* [THE PROBLEM]:
Please write out the lines below word for word, leaving out the pictures.

--- Begin MATERIAL SHOWN ---

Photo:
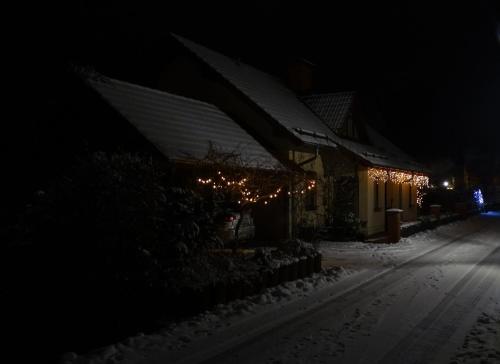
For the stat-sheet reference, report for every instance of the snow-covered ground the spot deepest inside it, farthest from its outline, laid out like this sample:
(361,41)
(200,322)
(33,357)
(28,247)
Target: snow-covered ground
(415,301)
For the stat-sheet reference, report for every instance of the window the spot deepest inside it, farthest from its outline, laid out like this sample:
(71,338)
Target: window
(376,196)
(310,200)
(410,202)
(400,196)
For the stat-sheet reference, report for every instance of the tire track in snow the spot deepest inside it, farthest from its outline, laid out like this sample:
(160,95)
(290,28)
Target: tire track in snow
(343,302)
(425,340)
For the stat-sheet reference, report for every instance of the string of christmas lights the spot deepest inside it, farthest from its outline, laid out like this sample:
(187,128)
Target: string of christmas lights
(389,175)
(247,196)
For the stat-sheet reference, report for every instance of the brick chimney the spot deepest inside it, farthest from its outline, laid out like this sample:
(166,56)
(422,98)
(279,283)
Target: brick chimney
(300,75)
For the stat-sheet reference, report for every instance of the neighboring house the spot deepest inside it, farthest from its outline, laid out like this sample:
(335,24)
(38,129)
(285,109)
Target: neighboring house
(268,110)
(386,176)
(185,130)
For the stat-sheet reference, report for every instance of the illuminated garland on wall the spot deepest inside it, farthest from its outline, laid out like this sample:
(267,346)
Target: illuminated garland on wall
(246,195)
(388,175)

--- End MATERIAL SHOWN ---

* [THE ANSWER]:
Photo:
For the stat-sheet reference, report for every instance of the snow-covered ground the spot deepest inside it, farthest from its outline, laid out like this sample:
(361,41)
(200,322)
(33,357)
(28,247)
Target: snow-covered ground
(415,301)
For the stat-sheet reference, report for every instance of the window the spot deepest inside it, farthest from its outline, laid out like this sample:
(71,338)
Target: window
(376,196)
(310,200)
(410,202)
(400,196)
For the stat-sheet reference, report for every instance of the tire track in snow the spot deepest inside it, farthest from its outline, laid out like this sample:
(160,95)
(290,28)
Target: tire track in snow
(343,302)
(425,340)
For the stat-sheet reference, report for every instance of the string of christmas lights the spot deepest inside it, farthest from its outline, laid out like this sample:
(187,128)
Target: string of christmas lights
(389,175)
(247,196)
For the stat-sheet reference, report for every instance of the brick chimney the spot deepest inside it, farthest from its outline, laid out like this sample:
(166,56)
(422,98)
(279,283)
Target: brick chimney
(300,75)
For the stat-sheet reference, report for every instance of the neighboring house the spot deepest inside it, farthest from its outline, laid out like this sample:
(335,24)
(38,129)
(285,109)
Target: neighboring house
(268,110)
(386,176)
(185,130)
For the stat-sheet reference, report for every instance of the illuminated garland on wall the spot deepest inside it, farthest from its outline, laid out like this sample:
(267,346)
Target: illuminated garland on wall
(246,195)
(388,175)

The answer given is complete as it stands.